== TEXTAUSZUG ==

Aber dient es keinem anderen Zweck, nur dem Hersteller, Transporteur, Zwischenhändler, Ladenbesitzer, usw.? So hässlich, ungeeignet, dumm wie es ist, kann ich das doch nicht ganz so sagen. Wenn, wie das Sprichwort lautet, Heuchelei die Huldigung des Lasters an die Tugend ist, so ist dieses minderwertige Stück Handelsware die Huldigung des Kommerzes an die Kunst. Es ist ein Symbol dafür, dass Kunst einmal angewandt wurde zum Schmuck der Gebrauchsgüter, zur Freude ihrer Hersteller und ihrer Benutzer.

Wir haben nun gesehen, dass die angewandte Kunst es wert ist, gepflegt und gefördert zu werden und genau deshalb sind wir heute hier. Aber es ist klar, dass unter den besprochenen Bedingungen ihre Pflege zumindest schwierig ist. Denn die jetzigen Bedingungen implizieren, dass ein sehr ernster Wandel stattgefunden hat, seit die Werke der gemeinsamen Kunst im Mittelalter geschaffen wurden, was, wie ich denke, nur wenige Menschen gebührend erfassen.
Offen gesagt, dieser Wandel summiert sich dazu, dass die Tradition sich von Kunst in Geschäft verändert hat – das Geschäft, das nun das alte Kriegshandwerk umschlungen hat wie die Produktion der Waren. Das vom Kommerz gesetzte Ziel ist die Schaffung eines Nachfragemarkts und dessen Befriedigung zum Nutzen der individuellen Profitschöpfung: während das Ziel, das die angewandte Kunst setzt (d.h. die Produktion in den Tagen vor dem Kommerz), die Befriedigung der wahren unmittelbaren Bedürfnisse der Bevölkerung ist und zugleich das Verdienen des individuellen Lebensunterhalts für den Produzenten. Bitte überlegt Euch diese beiden Antriebe zur Produktion und ihr werdet sehen, wie weit beide voneinander entfernt sind. Dem kommerziellen Produzenten bedeuten die Waren nichts, ihr Auftritt auf dem Markt ist alles. Für den Künstler-Handwerker sind die Güter alles; um seinen Markt muss er sich nicht sorgen, denn andere Künstler werden nach dem fragen, was er macht, wozu seine Fähigkeiten ihn führten.

===

## AUFGABENSTELLUNG 1
Welches Ziel setzt der Kommerz laut dem Textauszug über angewandte Kunst und Kommerz?
## AUFGABENSTELLUNG 2
Führen Sie den Textauszug über angewandte Kunst und Kommerz im Anschluss an seinen letzten Satz fort.
Die Einträge sind eigenständiges Material und gehören nicht zum Textauszug über angewandte Kunst.

== DATENAUSZÜGE ==

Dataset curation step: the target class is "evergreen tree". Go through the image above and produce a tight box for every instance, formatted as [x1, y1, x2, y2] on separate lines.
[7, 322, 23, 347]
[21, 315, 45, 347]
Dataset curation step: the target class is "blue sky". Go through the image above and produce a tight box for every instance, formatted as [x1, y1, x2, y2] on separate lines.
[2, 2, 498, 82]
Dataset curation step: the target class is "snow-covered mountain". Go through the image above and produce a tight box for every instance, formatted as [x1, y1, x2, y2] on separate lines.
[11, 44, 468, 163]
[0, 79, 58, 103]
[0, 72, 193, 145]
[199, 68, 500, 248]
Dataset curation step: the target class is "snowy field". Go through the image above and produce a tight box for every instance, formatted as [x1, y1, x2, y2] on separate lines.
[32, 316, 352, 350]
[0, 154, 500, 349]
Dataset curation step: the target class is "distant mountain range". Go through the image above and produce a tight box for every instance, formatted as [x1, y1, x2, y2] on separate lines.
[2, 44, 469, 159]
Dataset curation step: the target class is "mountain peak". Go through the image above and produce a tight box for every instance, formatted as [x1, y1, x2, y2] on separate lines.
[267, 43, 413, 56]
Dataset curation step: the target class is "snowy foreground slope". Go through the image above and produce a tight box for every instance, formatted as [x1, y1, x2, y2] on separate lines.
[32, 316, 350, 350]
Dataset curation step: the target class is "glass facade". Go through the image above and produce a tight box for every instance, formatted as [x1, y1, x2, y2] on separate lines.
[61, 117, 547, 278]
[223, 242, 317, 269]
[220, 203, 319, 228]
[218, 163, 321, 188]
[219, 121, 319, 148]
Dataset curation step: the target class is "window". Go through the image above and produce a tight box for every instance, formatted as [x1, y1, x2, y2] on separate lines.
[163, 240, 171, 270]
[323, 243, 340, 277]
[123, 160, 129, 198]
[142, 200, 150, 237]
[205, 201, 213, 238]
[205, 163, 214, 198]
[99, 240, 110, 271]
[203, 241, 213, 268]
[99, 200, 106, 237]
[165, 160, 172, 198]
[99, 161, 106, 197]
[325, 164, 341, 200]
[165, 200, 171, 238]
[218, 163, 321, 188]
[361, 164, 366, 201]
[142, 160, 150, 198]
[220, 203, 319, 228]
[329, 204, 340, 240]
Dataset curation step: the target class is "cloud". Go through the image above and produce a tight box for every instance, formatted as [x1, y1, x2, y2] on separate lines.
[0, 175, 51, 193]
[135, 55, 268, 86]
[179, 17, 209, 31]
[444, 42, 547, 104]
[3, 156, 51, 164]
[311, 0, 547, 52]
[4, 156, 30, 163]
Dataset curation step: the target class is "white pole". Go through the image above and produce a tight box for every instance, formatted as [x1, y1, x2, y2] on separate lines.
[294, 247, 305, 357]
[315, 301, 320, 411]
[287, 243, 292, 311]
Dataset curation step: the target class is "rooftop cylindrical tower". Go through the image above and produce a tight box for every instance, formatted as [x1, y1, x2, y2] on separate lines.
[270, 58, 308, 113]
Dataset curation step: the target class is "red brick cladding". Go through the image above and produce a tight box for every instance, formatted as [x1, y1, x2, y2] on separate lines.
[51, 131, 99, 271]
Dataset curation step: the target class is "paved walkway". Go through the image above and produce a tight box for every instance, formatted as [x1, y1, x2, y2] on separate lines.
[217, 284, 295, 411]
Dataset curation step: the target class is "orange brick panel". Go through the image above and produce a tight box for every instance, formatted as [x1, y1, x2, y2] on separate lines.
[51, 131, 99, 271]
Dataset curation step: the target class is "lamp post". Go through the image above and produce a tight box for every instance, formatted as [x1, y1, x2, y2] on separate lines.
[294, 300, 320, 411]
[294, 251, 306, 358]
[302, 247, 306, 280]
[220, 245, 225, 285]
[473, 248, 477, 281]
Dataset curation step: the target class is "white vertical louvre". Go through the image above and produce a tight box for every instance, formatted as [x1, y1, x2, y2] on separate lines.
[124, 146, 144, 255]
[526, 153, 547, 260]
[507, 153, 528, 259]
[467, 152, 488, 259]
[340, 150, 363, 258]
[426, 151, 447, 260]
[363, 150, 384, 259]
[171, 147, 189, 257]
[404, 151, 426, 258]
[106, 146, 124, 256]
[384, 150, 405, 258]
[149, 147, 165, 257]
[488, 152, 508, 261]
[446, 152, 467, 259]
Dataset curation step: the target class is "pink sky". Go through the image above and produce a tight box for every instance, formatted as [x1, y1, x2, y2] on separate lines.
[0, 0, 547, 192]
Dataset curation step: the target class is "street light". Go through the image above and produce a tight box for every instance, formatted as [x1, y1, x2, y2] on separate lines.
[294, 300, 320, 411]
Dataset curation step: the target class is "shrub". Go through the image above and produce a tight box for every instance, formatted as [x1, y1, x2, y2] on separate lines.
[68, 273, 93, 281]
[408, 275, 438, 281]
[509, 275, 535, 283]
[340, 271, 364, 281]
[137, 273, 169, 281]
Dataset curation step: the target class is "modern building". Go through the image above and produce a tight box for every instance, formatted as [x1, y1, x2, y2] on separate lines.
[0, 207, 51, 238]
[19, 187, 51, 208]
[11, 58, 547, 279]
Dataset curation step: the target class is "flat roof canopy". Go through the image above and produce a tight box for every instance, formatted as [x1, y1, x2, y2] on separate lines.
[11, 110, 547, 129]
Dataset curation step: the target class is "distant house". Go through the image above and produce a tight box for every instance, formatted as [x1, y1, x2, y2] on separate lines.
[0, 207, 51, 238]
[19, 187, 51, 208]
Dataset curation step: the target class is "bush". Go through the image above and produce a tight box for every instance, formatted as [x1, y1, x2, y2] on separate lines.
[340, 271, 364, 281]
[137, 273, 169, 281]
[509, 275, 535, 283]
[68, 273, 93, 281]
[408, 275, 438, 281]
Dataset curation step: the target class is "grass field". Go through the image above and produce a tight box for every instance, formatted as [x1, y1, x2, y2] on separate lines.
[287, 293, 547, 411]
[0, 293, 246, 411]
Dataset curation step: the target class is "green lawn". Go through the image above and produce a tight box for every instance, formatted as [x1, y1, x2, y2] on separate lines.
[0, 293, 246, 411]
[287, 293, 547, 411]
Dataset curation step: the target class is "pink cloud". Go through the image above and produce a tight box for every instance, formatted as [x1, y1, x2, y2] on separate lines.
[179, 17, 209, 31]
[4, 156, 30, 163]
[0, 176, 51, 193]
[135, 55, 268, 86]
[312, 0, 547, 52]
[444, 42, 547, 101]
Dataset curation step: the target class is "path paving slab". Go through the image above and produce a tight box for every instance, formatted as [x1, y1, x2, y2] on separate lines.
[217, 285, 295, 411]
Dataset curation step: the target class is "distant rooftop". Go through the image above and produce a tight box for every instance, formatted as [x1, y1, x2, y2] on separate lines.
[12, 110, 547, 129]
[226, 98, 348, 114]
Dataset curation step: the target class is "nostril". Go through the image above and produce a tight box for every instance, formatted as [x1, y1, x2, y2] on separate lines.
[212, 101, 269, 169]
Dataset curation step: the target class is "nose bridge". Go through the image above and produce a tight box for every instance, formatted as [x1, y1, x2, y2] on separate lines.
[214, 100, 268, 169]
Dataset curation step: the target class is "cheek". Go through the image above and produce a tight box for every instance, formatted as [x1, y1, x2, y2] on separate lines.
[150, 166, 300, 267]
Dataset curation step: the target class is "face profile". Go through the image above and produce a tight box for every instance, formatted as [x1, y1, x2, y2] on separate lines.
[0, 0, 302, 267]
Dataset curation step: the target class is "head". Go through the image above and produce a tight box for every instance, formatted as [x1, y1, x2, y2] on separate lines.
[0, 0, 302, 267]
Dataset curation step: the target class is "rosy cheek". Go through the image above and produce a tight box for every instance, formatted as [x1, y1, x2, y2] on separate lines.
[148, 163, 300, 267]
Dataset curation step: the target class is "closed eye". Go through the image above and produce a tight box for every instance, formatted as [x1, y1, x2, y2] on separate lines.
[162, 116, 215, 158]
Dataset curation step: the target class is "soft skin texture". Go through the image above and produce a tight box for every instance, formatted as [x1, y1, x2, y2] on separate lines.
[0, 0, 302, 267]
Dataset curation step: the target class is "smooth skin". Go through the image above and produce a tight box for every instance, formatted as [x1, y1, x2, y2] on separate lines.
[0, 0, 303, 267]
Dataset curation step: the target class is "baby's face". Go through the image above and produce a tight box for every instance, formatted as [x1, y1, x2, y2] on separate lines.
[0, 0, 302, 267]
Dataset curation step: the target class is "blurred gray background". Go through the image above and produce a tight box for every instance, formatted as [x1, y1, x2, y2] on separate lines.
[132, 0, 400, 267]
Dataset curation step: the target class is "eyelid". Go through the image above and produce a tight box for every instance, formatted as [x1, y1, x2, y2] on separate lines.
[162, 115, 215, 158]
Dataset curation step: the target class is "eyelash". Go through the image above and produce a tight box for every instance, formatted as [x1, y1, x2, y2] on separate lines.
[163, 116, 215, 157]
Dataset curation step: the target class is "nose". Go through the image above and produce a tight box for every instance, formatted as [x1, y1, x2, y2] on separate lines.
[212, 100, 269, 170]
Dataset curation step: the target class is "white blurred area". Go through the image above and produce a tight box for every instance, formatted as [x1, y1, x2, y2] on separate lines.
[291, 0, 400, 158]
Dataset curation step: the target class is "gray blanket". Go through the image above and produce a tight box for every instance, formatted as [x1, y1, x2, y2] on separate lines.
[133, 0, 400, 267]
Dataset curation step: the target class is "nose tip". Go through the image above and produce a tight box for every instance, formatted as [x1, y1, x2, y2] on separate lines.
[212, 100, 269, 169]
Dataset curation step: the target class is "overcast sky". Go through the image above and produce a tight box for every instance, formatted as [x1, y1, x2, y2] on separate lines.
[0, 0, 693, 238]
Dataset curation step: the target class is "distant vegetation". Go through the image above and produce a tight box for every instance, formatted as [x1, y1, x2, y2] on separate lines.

===

## ERGEBNIS 1
Die Schaffung eines Nachfragemarkts und dessen Befriedigung zum Nutzen der individuellen Profitschöpfung.

## ERGEBNIS 2
Die Ethik des kommerziellen Menschen (die sich natürlich auf dessen eigene Erfordernisse beschränkt) fordert, so wenig wie möglich an die Allgemeinheit abzugeben und von ihr so viel wie möglich zu nehmen – des Künstlers Ethik drängt ihn, so viel von sich selbst wie nur möglich in jedes Stück aus seiner Hand hineinzulegen. Der Mensch als Wirtschaftsperson ist deshalb in der Position, dass er es mit einer Allgemeinheit von Feinden zu tun hat – der Künstler im Gegensatz dazu mit einer Allgemeinheit von Freunden und Nachbarn.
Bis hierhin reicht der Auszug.